To do:
Set down exactly the lines from the one containing "Practice step: pin every instance of the white road" through the last line of the records below, both included, and nothing else.

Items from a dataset
--------------------------------------------------
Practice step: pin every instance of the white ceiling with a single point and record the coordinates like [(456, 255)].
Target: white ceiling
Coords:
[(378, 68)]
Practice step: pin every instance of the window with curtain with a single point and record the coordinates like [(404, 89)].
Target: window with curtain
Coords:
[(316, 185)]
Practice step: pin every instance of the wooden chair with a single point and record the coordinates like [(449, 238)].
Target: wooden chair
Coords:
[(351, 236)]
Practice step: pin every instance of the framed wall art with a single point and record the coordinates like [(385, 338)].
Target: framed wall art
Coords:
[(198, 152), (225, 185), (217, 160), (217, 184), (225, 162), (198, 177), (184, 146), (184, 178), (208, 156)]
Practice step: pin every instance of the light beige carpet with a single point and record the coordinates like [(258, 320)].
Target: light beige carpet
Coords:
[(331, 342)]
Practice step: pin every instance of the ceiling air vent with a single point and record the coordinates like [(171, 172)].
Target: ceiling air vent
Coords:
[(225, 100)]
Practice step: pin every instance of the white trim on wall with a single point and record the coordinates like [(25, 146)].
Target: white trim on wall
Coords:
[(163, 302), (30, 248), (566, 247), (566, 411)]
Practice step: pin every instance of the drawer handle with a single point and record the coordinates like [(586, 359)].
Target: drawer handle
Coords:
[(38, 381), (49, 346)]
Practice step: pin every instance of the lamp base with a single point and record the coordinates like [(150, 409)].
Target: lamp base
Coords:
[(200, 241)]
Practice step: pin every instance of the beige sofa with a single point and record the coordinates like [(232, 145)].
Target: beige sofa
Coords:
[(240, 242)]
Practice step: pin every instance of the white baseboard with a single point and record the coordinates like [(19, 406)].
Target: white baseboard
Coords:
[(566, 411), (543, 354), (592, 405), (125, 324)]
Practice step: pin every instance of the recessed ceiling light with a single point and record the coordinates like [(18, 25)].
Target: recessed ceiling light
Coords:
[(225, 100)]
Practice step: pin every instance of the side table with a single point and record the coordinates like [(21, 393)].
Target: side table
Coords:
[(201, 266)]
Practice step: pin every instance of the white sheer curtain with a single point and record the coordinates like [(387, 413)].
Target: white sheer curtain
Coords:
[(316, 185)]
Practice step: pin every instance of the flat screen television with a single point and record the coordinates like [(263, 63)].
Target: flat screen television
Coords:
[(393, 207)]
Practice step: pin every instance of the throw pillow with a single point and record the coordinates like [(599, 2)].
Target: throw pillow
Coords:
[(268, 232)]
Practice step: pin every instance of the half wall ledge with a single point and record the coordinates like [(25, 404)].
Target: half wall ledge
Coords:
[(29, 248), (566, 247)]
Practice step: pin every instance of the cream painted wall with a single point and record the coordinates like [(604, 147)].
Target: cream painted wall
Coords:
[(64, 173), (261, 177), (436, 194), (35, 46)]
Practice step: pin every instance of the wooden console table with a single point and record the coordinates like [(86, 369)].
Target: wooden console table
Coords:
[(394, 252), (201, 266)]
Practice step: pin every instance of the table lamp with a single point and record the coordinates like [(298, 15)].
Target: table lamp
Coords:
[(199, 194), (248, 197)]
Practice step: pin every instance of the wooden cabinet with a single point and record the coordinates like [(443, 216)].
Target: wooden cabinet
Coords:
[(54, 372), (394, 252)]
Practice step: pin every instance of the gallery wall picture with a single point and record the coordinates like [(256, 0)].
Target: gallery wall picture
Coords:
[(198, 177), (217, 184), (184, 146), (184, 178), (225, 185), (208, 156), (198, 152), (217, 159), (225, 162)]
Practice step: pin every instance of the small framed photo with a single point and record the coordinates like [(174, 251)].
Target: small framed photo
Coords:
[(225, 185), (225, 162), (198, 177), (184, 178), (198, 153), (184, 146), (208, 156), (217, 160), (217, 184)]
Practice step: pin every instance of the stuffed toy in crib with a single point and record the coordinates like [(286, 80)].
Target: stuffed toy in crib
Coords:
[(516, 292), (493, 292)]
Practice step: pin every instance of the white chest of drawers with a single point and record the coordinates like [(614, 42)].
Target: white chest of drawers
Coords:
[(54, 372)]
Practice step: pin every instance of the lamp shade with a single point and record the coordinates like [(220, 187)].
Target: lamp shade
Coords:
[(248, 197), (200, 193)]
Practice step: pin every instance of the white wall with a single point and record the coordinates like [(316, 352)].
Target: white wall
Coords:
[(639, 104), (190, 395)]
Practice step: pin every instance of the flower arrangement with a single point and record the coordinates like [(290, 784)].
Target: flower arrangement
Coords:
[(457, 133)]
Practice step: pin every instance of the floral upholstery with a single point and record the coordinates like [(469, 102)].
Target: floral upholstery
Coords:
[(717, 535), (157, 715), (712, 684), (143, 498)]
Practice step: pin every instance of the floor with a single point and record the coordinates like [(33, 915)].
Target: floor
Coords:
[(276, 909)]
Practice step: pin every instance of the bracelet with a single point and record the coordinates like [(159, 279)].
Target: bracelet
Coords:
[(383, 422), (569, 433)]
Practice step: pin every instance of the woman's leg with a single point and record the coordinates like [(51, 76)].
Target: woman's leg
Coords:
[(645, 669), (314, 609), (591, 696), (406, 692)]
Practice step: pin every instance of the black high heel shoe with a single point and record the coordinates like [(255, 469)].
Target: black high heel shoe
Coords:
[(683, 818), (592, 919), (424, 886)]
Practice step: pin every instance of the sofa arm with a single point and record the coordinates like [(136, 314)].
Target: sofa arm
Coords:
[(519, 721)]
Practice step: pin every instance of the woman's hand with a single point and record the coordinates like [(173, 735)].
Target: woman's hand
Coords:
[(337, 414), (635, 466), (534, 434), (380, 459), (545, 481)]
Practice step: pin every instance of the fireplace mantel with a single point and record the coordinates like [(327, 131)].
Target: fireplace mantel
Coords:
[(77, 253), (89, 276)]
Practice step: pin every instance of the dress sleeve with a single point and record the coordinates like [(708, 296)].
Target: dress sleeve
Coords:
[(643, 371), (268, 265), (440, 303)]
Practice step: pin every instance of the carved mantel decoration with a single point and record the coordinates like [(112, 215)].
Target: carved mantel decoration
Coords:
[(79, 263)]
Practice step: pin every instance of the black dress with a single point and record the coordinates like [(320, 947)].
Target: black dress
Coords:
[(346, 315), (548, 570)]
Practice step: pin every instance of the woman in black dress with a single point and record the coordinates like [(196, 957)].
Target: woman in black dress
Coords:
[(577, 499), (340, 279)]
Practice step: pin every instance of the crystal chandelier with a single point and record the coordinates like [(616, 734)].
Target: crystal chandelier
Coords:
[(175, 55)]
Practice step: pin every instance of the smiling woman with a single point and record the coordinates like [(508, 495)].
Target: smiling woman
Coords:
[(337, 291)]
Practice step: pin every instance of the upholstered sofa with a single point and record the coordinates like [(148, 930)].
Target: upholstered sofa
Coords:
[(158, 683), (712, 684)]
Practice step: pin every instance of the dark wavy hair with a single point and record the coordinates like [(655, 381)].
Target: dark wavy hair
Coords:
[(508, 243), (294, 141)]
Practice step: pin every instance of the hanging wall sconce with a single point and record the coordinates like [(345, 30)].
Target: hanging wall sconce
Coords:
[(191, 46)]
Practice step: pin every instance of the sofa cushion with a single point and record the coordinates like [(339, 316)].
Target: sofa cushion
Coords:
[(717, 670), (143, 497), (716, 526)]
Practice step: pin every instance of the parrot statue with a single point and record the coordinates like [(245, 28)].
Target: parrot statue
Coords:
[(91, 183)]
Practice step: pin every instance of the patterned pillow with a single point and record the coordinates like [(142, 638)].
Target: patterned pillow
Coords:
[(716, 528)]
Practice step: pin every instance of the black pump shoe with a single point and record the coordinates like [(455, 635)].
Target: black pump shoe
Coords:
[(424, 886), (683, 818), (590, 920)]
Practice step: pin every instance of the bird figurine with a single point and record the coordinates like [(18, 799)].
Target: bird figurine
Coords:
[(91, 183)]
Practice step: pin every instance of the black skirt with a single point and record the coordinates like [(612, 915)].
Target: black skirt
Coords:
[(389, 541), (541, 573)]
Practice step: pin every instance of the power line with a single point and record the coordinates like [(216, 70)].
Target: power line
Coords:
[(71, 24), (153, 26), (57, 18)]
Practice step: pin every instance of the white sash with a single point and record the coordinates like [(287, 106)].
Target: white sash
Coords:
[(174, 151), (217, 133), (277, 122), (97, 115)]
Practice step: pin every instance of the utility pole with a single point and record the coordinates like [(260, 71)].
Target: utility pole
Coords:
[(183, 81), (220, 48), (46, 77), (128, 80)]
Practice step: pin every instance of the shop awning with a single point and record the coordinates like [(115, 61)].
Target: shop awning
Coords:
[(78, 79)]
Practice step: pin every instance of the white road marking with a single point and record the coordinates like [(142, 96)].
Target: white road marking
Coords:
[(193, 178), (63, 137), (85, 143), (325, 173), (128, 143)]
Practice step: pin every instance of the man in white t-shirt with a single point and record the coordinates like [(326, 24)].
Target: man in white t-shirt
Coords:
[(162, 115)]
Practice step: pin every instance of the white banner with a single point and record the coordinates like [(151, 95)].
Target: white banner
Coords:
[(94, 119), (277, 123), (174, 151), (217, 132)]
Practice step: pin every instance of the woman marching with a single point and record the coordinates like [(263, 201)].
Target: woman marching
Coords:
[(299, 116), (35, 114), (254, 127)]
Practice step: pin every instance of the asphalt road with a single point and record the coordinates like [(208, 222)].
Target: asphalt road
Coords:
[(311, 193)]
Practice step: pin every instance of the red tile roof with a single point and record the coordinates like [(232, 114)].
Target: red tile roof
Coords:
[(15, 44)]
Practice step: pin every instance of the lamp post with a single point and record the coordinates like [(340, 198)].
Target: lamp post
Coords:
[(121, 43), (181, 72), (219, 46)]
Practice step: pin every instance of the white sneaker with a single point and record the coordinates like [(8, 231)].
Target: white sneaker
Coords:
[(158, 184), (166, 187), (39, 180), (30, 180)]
--------------------------------------------------
Complete output:
Practice step: pin every instance of the white road marking with a single point and record the coordinates like [(142, 96)].
Target: white road marking
Coords:
[(193, 178), (63, 137), (85, 143), (325, 173), (128, 143)]
Practice step: pin every instance of the man in white t-shirt with a single point and record the coordinates like [(326, 24)].
Target: man in white t-shirt
Coords:
[(162, 115)]
Practice step: pin every instance of the white banner with a single point and record the coordinates like [(151, 95)].
Target: white banner
Coords:
[(94, 119), (277, 123), (174, 151), (217, 132)]
Practice step: pin every instance of the woman marching with a single point and record the coordinates like [(263, 201)].
Target: woman marching
Coords:
[(299, 116), (35, 114), (254, 127)]
Practice step: pin every instance of the asphalt road with a single point and record the coordinates like [(208, 222)].
Target: asphalt road
Coords:
[(311, 193)]
Practice step: pin every instance of the red tile roof with a single point and record the coordinates like [(232, 114)].
Target: red tile roof
Coords:
[(15, 44)]
Practice step: pin every instance of the lamp post with a single point and record the coordinates like [(340, 198)].
Target: lamp post
Coords:
[(121, 43), (181, 72), (219, 46)]
Practice step: pin every instance of the white sneaker with a single point and record the coordinates like [(8, 231)].
Target: white sneaker
Coords:
[(158, 184), (166, 187), (39, 180), (30, 180)]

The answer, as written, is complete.